All lines from the one with "Where can the rock formation" through the last line of the data below should be copied exactly; please add nothing.

══ TASK MATERIAL

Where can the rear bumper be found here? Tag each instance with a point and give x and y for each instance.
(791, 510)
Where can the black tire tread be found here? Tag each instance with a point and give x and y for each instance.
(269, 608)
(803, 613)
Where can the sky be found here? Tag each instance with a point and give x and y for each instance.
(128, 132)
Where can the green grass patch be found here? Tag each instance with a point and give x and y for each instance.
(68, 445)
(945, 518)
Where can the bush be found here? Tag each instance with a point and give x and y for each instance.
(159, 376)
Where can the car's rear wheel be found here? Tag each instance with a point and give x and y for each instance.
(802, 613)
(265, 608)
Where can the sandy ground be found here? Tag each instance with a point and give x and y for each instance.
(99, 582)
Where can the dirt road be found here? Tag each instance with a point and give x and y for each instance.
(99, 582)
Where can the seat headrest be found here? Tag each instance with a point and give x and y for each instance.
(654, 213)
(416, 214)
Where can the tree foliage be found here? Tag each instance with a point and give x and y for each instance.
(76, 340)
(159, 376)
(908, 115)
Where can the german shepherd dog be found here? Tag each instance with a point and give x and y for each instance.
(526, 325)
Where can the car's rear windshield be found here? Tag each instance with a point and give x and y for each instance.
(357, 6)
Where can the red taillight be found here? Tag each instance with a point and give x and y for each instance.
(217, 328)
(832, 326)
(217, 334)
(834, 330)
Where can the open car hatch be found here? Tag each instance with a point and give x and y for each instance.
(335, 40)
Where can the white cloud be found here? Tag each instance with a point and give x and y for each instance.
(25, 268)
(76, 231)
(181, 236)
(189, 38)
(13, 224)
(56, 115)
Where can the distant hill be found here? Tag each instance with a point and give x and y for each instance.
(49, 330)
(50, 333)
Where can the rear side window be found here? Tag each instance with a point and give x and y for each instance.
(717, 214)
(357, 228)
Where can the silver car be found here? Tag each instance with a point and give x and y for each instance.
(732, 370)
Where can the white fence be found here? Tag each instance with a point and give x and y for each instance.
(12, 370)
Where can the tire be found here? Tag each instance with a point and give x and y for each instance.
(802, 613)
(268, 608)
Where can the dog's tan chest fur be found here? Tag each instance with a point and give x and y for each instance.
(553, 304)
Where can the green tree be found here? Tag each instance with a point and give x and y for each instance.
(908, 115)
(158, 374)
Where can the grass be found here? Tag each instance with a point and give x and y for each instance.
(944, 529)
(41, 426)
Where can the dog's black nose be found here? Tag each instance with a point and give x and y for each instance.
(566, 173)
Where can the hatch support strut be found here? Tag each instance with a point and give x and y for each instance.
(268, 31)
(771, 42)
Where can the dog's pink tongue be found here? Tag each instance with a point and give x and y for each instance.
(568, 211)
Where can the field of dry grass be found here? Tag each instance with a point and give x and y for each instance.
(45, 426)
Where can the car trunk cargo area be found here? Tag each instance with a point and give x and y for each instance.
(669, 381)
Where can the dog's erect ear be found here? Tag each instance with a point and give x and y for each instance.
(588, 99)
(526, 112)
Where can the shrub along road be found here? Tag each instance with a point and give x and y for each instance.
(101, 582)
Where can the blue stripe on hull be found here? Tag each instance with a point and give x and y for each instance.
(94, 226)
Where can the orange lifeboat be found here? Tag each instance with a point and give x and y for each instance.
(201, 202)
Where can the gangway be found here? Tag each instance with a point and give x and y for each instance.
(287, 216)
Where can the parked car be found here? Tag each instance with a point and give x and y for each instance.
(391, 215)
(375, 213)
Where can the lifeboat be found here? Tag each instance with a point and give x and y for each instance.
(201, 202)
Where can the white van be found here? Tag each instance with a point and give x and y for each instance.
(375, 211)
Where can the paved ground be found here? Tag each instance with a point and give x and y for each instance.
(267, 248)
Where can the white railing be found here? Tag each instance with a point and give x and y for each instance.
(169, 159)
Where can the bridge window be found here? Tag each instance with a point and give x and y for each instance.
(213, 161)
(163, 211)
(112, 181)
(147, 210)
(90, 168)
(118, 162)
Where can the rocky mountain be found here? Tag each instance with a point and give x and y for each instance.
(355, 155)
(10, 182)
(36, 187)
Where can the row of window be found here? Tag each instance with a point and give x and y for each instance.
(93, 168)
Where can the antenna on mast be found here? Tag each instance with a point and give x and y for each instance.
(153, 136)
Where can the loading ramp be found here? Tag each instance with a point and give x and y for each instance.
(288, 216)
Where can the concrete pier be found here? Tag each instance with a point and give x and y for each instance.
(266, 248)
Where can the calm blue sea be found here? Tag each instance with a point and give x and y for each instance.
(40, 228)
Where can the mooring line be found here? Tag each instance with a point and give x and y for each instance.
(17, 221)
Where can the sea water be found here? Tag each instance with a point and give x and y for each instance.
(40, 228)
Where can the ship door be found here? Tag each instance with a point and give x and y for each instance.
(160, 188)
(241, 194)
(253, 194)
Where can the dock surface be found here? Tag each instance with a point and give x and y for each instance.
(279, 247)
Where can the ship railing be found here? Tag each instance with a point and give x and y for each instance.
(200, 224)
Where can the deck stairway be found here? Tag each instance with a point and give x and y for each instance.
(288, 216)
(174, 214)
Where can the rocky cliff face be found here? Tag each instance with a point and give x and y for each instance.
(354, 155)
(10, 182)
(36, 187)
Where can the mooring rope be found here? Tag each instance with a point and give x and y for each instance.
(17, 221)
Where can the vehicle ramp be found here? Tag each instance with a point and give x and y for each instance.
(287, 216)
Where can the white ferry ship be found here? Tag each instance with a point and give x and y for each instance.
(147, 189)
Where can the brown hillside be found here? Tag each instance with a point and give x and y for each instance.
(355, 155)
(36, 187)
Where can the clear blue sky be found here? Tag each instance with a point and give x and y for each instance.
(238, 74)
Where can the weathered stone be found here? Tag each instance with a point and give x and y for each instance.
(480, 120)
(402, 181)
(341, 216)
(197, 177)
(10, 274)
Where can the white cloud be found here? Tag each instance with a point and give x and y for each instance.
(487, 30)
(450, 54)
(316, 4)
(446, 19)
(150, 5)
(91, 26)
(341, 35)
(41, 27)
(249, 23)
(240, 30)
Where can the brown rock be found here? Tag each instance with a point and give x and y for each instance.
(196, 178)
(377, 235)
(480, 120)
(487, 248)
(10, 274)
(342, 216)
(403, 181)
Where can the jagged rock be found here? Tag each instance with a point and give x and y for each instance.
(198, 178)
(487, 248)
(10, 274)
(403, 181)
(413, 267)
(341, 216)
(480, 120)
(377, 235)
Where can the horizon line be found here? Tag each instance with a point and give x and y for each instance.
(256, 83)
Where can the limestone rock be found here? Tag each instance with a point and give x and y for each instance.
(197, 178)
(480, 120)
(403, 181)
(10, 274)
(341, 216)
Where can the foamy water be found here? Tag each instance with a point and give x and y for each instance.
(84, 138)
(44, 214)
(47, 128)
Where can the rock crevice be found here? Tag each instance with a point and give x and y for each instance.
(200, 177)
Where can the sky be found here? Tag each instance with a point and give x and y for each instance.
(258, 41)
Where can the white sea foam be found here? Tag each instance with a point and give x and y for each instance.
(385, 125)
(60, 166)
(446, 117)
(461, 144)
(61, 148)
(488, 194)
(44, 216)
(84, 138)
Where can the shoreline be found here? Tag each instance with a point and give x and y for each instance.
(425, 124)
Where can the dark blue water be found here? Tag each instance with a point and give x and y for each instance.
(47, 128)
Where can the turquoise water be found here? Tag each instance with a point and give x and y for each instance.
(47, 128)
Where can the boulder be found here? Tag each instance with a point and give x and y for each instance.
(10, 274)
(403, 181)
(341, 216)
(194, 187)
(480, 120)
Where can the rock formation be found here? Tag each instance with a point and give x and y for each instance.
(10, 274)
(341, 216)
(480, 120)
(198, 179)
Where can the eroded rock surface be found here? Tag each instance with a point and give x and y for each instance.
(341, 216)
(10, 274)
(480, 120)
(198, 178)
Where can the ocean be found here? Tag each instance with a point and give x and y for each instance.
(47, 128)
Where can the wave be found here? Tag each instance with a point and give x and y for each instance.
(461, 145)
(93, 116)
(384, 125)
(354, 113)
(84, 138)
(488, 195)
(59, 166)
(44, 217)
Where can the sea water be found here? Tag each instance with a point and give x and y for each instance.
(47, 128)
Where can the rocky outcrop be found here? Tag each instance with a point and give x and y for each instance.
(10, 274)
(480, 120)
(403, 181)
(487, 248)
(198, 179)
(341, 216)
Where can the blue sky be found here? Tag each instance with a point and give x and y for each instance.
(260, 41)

════

RESPONSE AREA:
Where can the rock formation be found here? Tag each instance with a point and give x and y for each instance.
(10, 274)
(341, 216)
(480, 120)
(198, 179)
Where can the eroded rock surface be found here? Tag each instance with a point and give x and y for each instance.
(341, 216)
(10, 274)
(480, 120)
(198, 178)
Where can the ocean be found here? Tag each instance with a point and give x and y for each instance.
(47, 128)
Where can the wave be found here? Tag each instance with a point and give x and y for each instance.
(461, 145)
(93, 116)
(384, 125)
(354, 113)
(84, 138)
(488, 195)
(59, 166)
(44, 217)
Where can the sea water be found here? Tag each instance with a point and give x and y for each instance.
(47, 128)
Where can the rocky outcrop be found here? Tag each instance with a point and give x and y for each instance.
(10, 274)
(480, 120)
(403, 181)
(487, 248)
(198, 179)
(341, 216)
Where can the blue sky be found here? Tag each instance with a point and give x and y for each instance.
(260, 41)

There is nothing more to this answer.